Excerpt provided:
************

A coal mine in Coahuila, Mexico.

(Gary Coronado / Los Angeles Times)

He has halted new wind and solar farms in favor of a nationalistic, state-centered energy policy heavily reliant on fossil fuels.

And — most troubling to his adversaries — he has targeted autonomous agencies meant to check the president’s power and has attacked other institutions, including the media, that dare to counter his own narrative about his government’s achievements. He has also drawn closer to the military, putting it in charge of a slew of tasks once reserved for civilians.

But AMLO’s critics have struggled to find political footing.

López Obrador won the presidency in a landslide in his third try, in 2018, fueled by widespread anger at earlier leaders who failed to quell flagrant corruption, rising violence and entrenched economic inequality.

In this election cycle, the country’s three traditional political parties have put aside their long-standing rivalries and ideological conflicts to form a coalition to oppose Morena. But polls show the opposition coalition gaining only about a quarter of the seats in the lower house of Congress.

Much of that is thanks to López Obrador’s uncanny ability to shape popular opinion.

Every morning he speaks to the nation for two to three hours on a live broadcast from the National Palace. An amateur historian, he talks at length about how Mexico’s free-market reforms beginning in the 1980s benefited the rich and left the poor behind.

************

Collected material:
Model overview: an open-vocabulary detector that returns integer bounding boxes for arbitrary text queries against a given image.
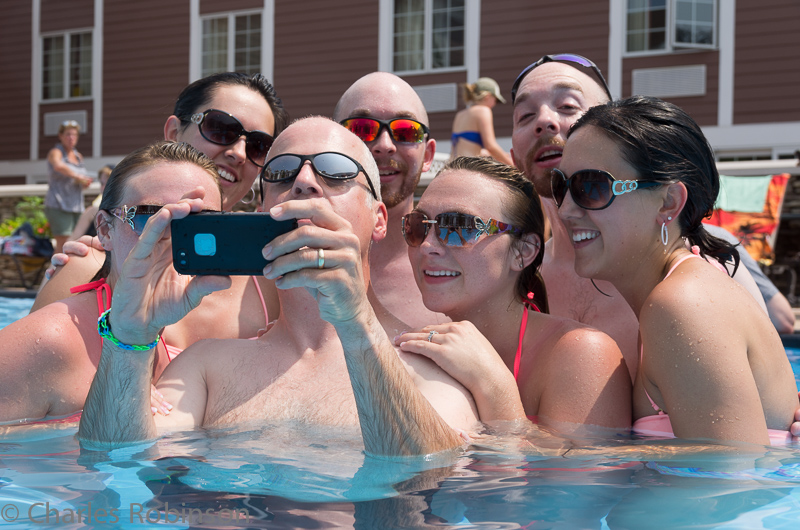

************

Condense the paragraph of the excerpt on Mexico's president that begins "And — most troubling to his adversaries" into a short bulleted list of its main facts.

- He has targeted autonomous agencies meant to check the president's power, which most troubles his adversaries.
- He has attacked other institutions, including the media, that counter his narrative about his government's achievements.
- He has drawn closer to the military and put it in charge of many tasks once reserved for civilians.